RECORDS FOR THE TASK =
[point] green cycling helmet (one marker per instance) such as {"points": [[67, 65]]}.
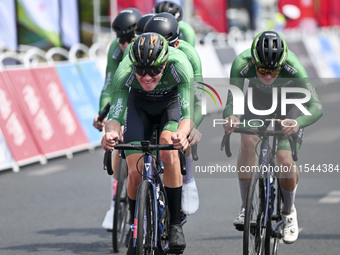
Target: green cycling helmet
{"points": [[149, 50], [269, 50]]}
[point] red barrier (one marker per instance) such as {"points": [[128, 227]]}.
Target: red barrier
{"points": [[41, 119], [15, 129], [57, 101]]}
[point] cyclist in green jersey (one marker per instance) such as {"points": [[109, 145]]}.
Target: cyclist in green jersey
{"points": [[124, 26], [175, 8], [155, 91], [267, 65], [166, 25]]}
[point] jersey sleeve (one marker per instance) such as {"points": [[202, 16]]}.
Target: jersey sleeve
{"points": [[120, 91], [113, 59], [314, 106]]}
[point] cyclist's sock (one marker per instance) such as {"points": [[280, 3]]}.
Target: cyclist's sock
{"points": [[113, 191], [188, 177], [244, 186], [175, 201], [132, 206], [289, 199]]}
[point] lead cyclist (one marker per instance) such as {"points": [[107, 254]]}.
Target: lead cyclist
{"points": [[153, 86]]}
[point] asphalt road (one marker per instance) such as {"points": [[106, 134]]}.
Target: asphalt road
{"points": [[58, 208]]}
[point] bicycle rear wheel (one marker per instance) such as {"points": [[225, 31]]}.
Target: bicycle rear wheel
{"points": [[145, 225], [120, 216], [277, 219], [254, 235]]}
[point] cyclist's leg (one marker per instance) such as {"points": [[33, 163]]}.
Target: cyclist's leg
{"points": [[173, 186], [190, 199], [289, 177]]}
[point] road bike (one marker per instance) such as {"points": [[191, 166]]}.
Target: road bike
{"points": [[152, 218], [262, 229]]}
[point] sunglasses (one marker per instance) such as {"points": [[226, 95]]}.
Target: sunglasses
{"points": [[152, 71], [123, 40], [265, 71]]}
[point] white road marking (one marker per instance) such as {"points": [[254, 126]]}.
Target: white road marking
{"points": [[48, 170]]}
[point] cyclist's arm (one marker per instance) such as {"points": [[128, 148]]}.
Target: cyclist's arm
{"points": [[314, 105], [113, 59]]}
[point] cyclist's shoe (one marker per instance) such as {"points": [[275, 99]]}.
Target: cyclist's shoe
{"points": [[131, 250], [108, 220], [190, 199], [176, 239], [290, 227], [239, 220]]}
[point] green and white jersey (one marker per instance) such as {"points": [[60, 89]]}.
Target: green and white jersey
{"points": [[187, 33], [292, 74], [177, 74], [114, 57]]}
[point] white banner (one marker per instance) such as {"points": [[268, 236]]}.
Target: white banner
{"points": [[70, 30], [42, 17], [8, 35]]}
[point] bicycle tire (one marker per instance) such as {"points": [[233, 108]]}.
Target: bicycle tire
{"points": [[145, 224], [254, 234], [121, 209]]}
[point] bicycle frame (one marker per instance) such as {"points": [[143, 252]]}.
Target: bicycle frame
{"points": [[155, 181]]}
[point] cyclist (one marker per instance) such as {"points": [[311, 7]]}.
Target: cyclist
{"points": [[175, 8], [166, 25], [156, 91], [263, 65], [124, 26]]}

PROBLEM = Of the entries listed above, reproduce only the lines starting at the line containing "[point] cyclist's sock" and ending at the line containing "[point] sunglasses (one". Include both, exactly as they stand.

ANSWER TO THIS PROBLEM =
[point] cyclist's sock (one marker per instance) such as {"points": [[280, 3]]}.
Target: cyclist's sock
{"points": [[113, 191], [188, 177], [244, 186], [175, 201], [132, 206], [289, 199]]}
[point] lead cyclist (one marker per instance) such as {"points": [[107, 254]]}.
Target: lead cyclist
{"points": [[153, 86]]}
[point] asphalt road (one marker per instance) such as {"points": [[106, 134]]}.
Target: asphalt road
{"points": [[58, 208]]}
[point] bicycle rear wheel (one marker per instance) such as {"points": [[225, 31]]}.
Target: bicycle rear wheel
{"points": [[145, 225], [120, 216], [277, 219], [254, 235]]}
[point] cyclist's leg (one marker per instance) such as {"points": [[33, 163]]}.
Target: cyclist's leg
{"points": [[173, 186], [190, 199], [289, 177]]}
[point] road bike (one marker per instance) such as {"points": [[191, 166]]}.
Target: road bike
{"points": [[152, 218], [262, 229]]}
[point] sunglasses (one marker per instance) such as {"points": [[226, 95]]}.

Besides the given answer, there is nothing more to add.